Hello, can anyone help me with the following problem?

I have a model called Svensson model, which is used to fit yield curves.

The model reads

\(\displaystyle r\left(\tau\right)=\left[

\begin{matrix}

\beta_0\\\beta_1\\\beta_2\\\beta_3

\end{matrix}

\right]'\left[

\begin{matrix}

1\\

\lambda_1\left(1-e^{-\tau/\lambda_1}\right)/\tau\\

\lambda_1\left(1-e^{-\tau/\lambda_1}\right)/\tau-e^{-\tau/\lambda_1}\\

\lambda_2\left(1-e^{-\tau/\lambda_2}\right)/\tau-e^{-\tau/\lambda_2}\\

\end{matrix}

\right].

\)

In this model, \(\displaystyle r\left(\tau\right)\) is the bond yield at maturity \(\displaystyle \tau\), \(\displaystyle \beta_0, \beta_1, \beta_2, \beta_3,\lambda_1\text{ and }\lambda_2\) are the six parameters that need to be estimated.

========

# [YOUR TASKS]
A – In one to three sentences, explain from the Svensson model post what the model is used for and what has to be estimated in it.
B – Write the next part of the Svensson model post, picking up after its last sentence.

# [SUPPLIED DATA]

========

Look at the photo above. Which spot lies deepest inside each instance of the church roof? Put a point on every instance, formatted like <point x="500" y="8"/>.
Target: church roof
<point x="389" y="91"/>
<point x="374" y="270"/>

========

# [EXERCISE RESULTS]
A – The Svensson model is used to fit yield curves, giving the bond yield r(τ) at maturity τ. Six parameters have to be estimated: β₀, β₁, β₂, β₃, λ₁ and λ₂.

B –
The components represent the level, slope, first and second hump/trough of a yield curve. As the third and fourth components share the same form, they may be highly correlated which will cause estimation problem. So we want to avoid the fourth component if possible. To do this, we need to test whether \(\displaystyle \lambda_1\text{ and }\lambda_2\) are statistically different.

Does anyone know the way to test the equality of these two coefficients?

Thanks.

I have a model called Svensson model, which is used to fit yield curves.

The model reads

\(\displaystyle r\left(\tau\right)=\left[

\begin{matrix}

\beta_0\\\beta_1\\\beta_2\\\beta_3

\end{matrix}

\right]'\left[

\begin{matrix}

1\\

\lambda_1\left(1-e^{-\tau/\lambda_1}\right)/\tau\\

\lambda_1\left(1-e^{-\tau/\lambda_1}\right)/\tau-e^{-\tau/\lambda_1}\\

\lambda_2\left(1-e^{-\tau/\lambda_2}\right)/\tau-e^{-\tau/\lambda_2}\\

\end{matrix}

\right].

\)

In this model, \(\displaystyle r\left(\tau\right)\) is the bond yield at maturity \(\displaystyle \tau\), \(\displaystyle \beta_0, \beta_1, \beta_2, \beta_3,\lambda_1\text{ and }\lambda_2\) are the six parameters that need to be estimated.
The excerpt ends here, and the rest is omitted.